§ **Exercise**: Locate every line in the listing below that contains the word "lamp", and copy each of those lines.

Data records:
-=-=-=-=-

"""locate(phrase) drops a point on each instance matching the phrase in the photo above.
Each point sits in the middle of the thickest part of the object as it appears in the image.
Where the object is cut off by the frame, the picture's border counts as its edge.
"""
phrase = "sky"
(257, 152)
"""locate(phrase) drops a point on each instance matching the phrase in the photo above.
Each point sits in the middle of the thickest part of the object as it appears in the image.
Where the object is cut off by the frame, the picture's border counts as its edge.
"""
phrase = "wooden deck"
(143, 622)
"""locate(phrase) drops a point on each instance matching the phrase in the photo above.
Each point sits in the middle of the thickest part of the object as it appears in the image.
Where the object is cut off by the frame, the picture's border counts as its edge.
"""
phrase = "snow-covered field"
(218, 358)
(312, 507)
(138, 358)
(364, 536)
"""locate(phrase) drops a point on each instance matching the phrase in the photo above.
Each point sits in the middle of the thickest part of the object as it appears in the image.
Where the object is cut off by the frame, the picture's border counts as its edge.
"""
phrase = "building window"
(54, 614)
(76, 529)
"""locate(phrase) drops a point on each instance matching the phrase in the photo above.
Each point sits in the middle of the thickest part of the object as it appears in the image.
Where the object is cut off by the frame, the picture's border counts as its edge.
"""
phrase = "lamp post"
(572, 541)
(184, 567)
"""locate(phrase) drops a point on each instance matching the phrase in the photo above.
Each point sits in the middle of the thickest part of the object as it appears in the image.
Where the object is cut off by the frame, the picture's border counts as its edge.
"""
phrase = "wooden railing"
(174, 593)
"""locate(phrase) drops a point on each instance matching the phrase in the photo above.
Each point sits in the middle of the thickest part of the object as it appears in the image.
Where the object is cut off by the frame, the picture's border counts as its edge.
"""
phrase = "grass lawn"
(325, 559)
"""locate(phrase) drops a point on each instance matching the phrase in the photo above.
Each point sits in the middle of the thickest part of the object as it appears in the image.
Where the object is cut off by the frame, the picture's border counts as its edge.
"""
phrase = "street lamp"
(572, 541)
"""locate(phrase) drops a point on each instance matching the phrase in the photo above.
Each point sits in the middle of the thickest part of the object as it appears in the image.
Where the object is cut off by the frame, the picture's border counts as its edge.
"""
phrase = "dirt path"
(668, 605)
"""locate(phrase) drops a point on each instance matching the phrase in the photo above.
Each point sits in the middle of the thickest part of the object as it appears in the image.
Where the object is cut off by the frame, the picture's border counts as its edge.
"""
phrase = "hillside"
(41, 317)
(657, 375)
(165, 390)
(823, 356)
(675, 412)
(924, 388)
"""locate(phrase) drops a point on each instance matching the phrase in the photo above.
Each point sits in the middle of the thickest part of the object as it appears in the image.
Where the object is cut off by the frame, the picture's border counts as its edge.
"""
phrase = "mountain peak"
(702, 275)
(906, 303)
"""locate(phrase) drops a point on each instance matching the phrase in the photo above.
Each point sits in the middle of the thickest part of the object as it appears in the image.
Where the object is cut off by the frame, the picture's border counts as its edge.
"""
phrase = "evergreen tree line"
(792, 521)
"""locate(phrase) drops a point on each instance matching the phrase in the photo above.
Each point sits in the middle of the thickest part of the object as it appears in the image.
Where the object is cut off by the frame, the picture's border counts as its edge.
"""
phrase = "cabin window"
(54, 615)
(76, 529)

-=-=-=-=-

§ **Expected answer**:
phrase = "lamp post"
phrase = "street lamp"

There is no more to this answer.